▶ [Prompt]: The listing below should be copied in full, word for word.

▶ [Data listing]:

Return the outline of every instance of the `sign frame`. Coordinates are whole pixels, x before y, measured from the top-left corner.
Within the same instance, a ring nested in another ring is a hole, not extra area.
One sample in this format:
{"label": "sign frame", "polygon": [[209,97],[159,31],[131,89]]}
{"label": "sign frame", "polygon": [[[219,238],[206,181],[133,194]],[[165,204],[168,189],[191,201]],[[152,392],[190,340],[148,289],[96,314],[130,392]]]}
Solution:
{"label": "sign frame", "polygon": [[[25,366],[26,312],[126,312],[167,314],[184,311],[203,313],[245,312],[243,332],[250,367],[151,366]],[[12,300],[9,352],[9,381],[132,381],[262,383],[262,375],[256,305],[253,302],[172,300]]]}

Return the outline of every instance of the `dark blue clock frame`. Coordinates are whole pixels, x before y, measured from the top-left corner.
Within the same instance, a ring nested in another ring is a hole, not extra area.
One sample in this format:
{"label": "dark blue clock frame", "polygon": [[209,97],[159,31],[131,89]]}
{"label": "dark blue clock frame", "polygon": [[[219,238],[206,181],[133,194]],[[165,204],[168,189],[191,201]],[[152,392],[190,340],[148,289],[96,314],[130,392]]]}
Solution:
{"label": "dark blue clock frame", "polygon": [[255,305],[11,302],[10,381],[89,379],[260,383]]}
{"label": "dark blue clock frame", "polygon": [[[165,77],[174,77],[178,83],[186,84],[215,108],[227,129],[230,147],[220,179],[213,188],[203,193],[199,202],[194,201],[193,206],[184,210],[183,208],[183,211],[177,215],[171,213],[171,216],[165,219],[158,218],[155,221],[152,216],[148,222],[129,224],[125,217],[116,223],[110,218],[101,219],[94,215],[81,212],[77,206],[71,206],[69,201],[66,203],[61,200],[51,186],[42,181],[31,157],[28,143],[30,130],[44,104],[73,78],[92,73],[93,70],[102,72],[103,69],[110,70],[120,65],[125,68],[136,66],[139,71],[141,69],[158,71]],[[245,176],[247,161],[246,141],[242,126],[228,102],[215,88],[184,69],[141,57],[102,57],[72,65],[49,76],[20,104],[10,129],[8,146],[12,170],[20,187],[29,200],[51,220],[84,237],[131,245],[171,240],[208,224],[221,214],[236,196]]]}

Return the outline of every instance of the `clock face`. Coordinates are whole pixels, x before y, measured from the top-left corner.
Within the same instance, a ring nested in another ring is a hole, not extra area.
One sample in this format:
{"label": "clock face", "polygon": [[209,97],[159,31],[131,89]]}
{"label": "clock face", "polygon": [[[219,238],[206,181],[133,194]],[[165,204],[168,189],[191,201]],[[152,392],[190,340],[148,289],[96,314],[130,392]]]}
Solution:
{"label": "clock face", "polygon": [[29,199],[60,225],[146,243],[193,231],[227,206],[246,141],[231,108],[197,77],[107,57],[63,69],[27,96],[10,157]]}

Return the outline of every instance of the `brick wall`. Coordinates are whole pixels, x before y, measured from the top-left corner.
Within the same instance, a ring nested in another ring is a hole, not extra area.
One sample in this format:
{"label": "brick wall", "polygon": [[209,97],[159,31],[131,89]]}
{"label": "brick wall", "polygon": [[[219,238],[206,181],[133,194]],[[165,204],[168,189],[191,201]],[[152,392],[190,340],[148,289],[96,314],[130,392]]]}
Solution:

▶ [Result for this task]:
Return the outline of every instance of the `sign frame`. Coordinates are whole pixels, x before y, measured from the top-left corner.
Within the same instance, a ring nested in another ring is a hole, not extra area.
One sample in this format:
{"label": "sign frame", "polygon": [[209,97],[159,31],[131,89]]}
{"label": "sign frame", "polygon": [[[219,238],[206,181],[133,194]],[[165,204],[168,189],[191,201]],[[152,392],[190,340],[148,289],[96,314],[130,392]]]}
Solution:
{"label": "sign frame", "polygon": [[[25,366],[26,312],[126,312],[167,314],[184,311],[203,313],[245,312],[243,332],[250,367],[151,366]],[[12,300],[9,352],[9,381],[132,381],[262,383],[262,375],[256,305],[253,302],[172,300]]]}

Return the outline of every instance of the `dark blue clock frame`. Coordinates are whole pixels, x before y, measured from the top-left corner.
Within the same instance, a ring nested in another ring is a hole, not extra area.
One sample in this format:
{"label": "dark blue clock frame", "polygon": [[209,97],[159,31],[131,89]]}
{"label": "dark blue clock frame", "polygon": [[[219,238],[206,181],[133,194]],[[165,204],[168,189],[191,201]],[[152,392],[190,340],[148,289],[96,314],[130,392]]]}
Solution:
{"label": "dark blue clock frame", "polygon": [[255,305],[11,302],[10,381],[89,379],[260,383]]}
{"label": "dark blue clock frame", "polygon": [[[165,77],[174,77],[178,83],[186,84],[215,108],[227,129],[230,147],[220,179],[213,188],[203,193],[199,202],[194,201],[193,206],[184,210],[183,208],[183,211],[177,215],[171,213],[171,216],[165,219],[158,218],[155,221],[152,216],[148,222],[129,224],[125,217],[116,223],[110,218],[101,219],[94,215],[81,212],[77,206],[71,206],[69,201],[66,203],[61,200],[51,186],[42,181],[31,157],[28,143],[30,130],[44,104],[73,78],[92,73],[93,70],[102,72],[103,69],[110,70],[120,65],[125,68],[136,66],[139,71],[141,69],[158,71]],[[245,176],[247,161],[246,141],[242,126],[228,102],[215,88],[184,69],[141,57],[102,57],[72,65],[49,76],[20,104],[10,129],[8,146],[12,170],[20,187],[29,200],[51,220],[84,237],[131,245],[171,240],[208,224],[221,214],[236,196]]]}

Return the outline of every instance of the `clock face`. Coordinates are whole pixels, x before y, measured from the top-left corner.
Within the same instance, a ring nested in another ring is a hole, not extra area.
One sample in this format:
{"label": "clock face", "polygon": [[209,97],[159,31],[131,89]]}
{"label": "clock face", "polygon": [[[219,238],[206,181],[133,194]],[[165,204],[168,189],[191,201]],[[152,392],[190,340],[148,289],[96,314],[130,392]]]}
Solution:
{"label": "clock face", "polygon": [[29,199],[60,225],[146,243],[193,231],[227,206],[246,141],[231,108],[197,77],[107,57],[63,69],[27,96],[10,157]]}

Return the outline of every instance of the `brick wall`. Coordinates are whole pixels, x before y, measured from the top-left corner.
Within the same instance, a ring nested in another ring is a hole, not extra area.
One sample in this format:
{"label": "brick wall", "polygon": [[209,97],[159,31],[131,89]]}
{"label": "brick wall", "polygon": [[[219,238],[206,181],[133,194]],[[165,204],[168,189],[191,201]],[[152,392],[190,340],[148,289],[96,314],[130,392]]]}
Solution:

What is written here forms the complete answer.